*QUOTED PASSAGE*:
┌──

The Senate package pulls in other GOP priorities — including $175 billion to bolster Trump's mass deportation effort, which is running short of cash, and another $175 billion for the Pentagon to build up the military — from an earlier budget effort.
Sen. John Barrasso, the No. 2 ranking GOP senator, said voters gave Republicans a mission and a mandate in November, and the Senate budget plan delivers.
“It fulfills our promises to secure the border, to rebuild our economy and to restore peace through strength,” Barrasso said.
Throughout the day, the debate was generally one-sided, as Democrats were taking full advantage of 25 hours of their available time, while Republicans yielded much of theirs to push ahead to the all-night voting frenzy. Pizza was wheeled in on a cart, for Republicans. Tacos, for Democrats.
Republicans use their majority to swat them back most amendments, often in rambunctious voice votes, though one GOP proposal to protect Medicare and Medicaid from cuts was adopted.
A few Democratic proposals, however, did draw some GOP support, including those to protect the Federal Emergency Management Agency and the bargaining rights of federal workers, backed by Sen. Susan Collins of Maine and Sen. Lisa Murkowski of Alaska, among others.
One Republican, Sen. Bill Cassidy of Louisiana, expressed his own misgivings about tax breaks adding to the federal deficits and said he has assurances that Trump officials would seek the cuts elsewhere.
“This vote isn’t taking place in a vacuum,” he said, a nod to the turmoil over Trump's tariffs.
And Republican Sen. Rand Paul of Kentucky, the lone GOP opponent to the plan so far, questioned the math being used by his colleagues that he said would pile on the debt load. “Something's fishy,” he said.
The House and Senate take different approaches that will eventually have to be resolved.

└──

*DATA LISTING*:
┌──

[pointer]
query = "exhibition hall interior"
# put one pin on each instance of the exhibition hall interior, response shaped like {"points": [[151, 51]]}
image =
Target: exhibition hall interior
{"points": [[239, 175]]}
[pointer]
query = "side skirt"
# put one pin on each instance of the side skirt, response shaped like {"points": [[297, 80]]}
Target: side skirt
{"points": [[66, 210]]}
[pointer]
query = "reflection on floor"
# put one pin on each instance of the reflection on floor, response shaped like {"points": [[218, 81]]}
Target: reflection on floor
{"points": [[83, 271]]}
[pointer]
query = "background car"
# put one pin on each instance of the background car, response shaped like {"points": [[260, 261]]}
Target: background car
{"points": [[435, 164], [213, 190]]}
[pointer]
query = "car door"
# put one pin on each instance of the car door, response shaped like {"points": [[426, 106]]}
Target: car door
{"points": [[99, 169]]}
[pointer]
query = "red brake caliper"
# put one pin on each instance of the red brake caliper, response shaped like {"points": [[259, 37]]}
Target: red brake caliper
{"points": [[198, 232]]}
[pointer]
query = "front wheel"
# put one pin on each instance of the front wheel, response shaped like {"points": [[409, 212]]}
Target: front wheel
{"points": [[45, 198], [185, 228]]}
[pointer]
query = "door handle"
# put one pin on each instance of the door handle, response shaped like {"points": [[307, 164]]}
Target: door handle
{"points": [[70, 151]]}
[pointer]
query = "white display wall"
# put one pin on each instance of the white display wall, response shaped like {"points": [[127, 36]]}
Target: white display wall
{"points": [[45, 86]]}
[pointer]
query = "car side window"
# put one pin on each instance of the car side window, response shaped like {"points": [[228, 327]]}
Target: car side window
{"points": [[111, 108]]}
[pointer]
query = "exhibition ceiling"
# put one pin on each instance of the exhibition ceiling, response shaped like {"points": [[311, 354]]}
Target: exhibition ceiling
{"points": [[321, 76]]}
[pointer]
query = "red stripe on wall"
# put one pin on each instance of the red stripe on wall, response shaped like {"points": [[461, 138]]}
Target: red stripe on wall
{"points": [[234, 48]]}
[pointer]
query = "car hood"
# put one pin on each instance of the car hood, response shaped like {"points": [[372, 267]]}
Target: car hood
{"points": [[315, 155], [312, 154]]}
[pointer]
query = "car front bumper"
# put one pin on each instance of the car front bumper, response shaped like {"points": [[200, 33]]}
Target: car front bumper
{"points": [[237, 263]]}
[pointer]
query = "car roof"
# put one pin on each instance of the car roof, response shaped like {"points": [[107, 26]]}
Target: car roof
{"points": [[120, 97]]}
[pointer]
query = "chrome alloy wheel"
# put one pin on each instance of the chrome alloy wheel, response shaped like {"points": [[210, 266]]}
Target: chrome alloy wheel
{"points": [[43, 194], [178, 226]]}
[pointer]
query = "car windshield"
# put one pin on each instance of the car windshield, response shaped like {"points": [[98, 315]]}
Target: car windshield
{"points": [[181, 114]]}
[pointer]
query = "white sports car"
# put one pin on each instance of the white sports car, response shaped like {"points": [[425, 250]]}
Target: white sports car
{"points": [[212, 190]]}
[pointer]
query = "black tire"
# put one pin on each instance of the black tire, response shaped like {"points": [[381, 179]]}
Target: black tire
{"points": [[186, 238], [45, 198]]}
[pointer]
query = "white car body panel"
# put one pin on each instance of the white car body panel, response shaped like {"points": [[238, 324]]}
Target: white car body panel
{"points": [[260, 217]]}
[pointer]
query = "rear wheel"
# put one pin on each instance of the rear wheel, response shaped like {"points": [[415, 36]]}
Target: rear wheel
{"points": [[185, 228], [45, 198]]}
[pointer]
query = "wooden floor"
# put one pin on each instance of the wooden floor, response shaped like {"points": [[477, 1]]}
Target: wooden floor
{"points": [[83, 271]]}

└──

*COMPLETE THE FOLLOWING*:
(A) According to the excerpt on the Senate budget plan, how much money does the package provide for the Pentagon?
(B) Write the next few sentences of the excerpt on the Senate budget plan, starting after its final sentence.
The material has no connection to the excerpt on the Senate budget plan.

*TASK RESULTS*:
(A) $175 billion to build up the military.

(B)
The House GOP budget plan provided for $4.5 trillion in tax breaks over 10 years, with some $2 trillion in savings pointed at changes to Medicaid, food stamps and other programs.
The Senate’s budget plan allows for extending the tax cuts under a scoring method that treats them as not adding to future deficits, even though a new estimate from the Joint Committee on Taxation projects they will add $5.5 trillion over the next decade when including interest, and $4.6 trillion not including interest.
On top of that, an additional $1.5 trillion in the senators plan would enable them to include some of Trump’s campaign promises, such as no taxes on tips, Social Security benefits and overtime. Republicans are also looking to increase the $10,000 deduction for state and local taxes, something that lawmakers from states such as New York, California and New Jersey say is necessary for their support.
The House and Senate are also at odds over increasing the debt limit, which is needed by summer to allow more borrowing. The House had boosted the debt limit by $4 trillion in its plan. But with Trump wanting the issue off the table, the Senate ups it to $5 trillion to push any further votes on the matter until after next year’s midterm elections.
The plan instructs four Senate committees to find at least $1 billion each in budget reductions. That's just a small fraction of the what's needed to offset the costs of the tax breaks. But GOP leadership emphasizes that's a low floor and that committees will be on the hunt for far more.
Already, the GOP leaders are confronting concerns from fiscal hawks in deep red states and congressional districts who want trillions of dollars in spending cuts to help pay for the tax breaks. At the same time, dozens of lawmakers in swing districts and states are worried about what those cuts will mean for their constituents, and for their reelection chances.
The GOP leadership has encouraged members to just get a budget plan over the finish line, saying they have time to work out the tough questions of which tax breaks and spending cuts to include.
Extending the the 2017 breaks would cut taxes for about three-quarters of households but raise them for about 10%. In 2027, about 45% of the benefit of all the tax cuts would go to those making roughly $450,000 or more, according to the Urban-Brookings Tax Policy Center, which analyzes tax issues.